According to the Random Pick Index problem below, what happens to a solution that uses too much extra space?

Text excerpt ▸
☆ ☆ ☆

Leetcode 398: Random Pick Index

398. Random Pick Index

  • Total Accepted: 6047
  • Total Submissions: 16791
  • Difficulty: Medium
  • Contributors: Admin

Given an array of integers with possible duplicates, randomly output the index of a given target number. You can assume that the given target number must exist in the array.

Note:
The array size can be very large. Solution that uses too much extra space will not pass the judge.

Example:

int[] nums = new int[] {1,2,3,3,3};
Solution solution = new Solution(nums);

// pick(3) should return either index 2, 3, or 4 randomly. Each index should have equal probability of returning.
solution.pick(3);

// pick(1) should return 0. Since in the array only nums[0] is equal to 1.
solution.pick(1);

 

Code

class Solution(object):

    def __init__(self, nums):
        """
        
        :type nums: List[int]
        :type numsSize: int
        """

☆ ☆ ☆

Source excerpt ▸
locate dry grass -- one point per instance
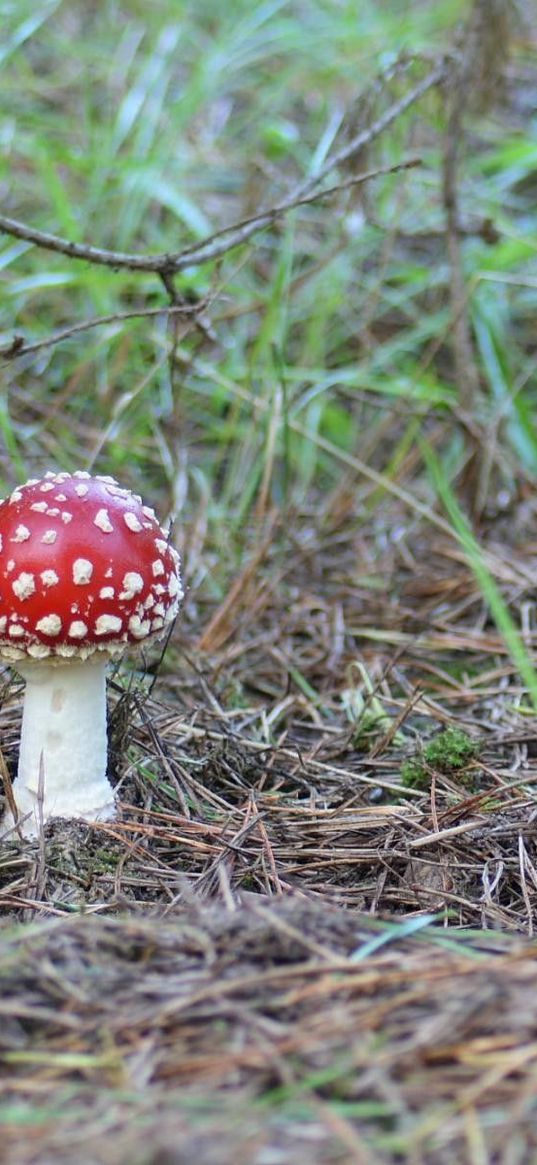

☆ ☆ ☆

Solved exercise ▸ It will not pass the judge.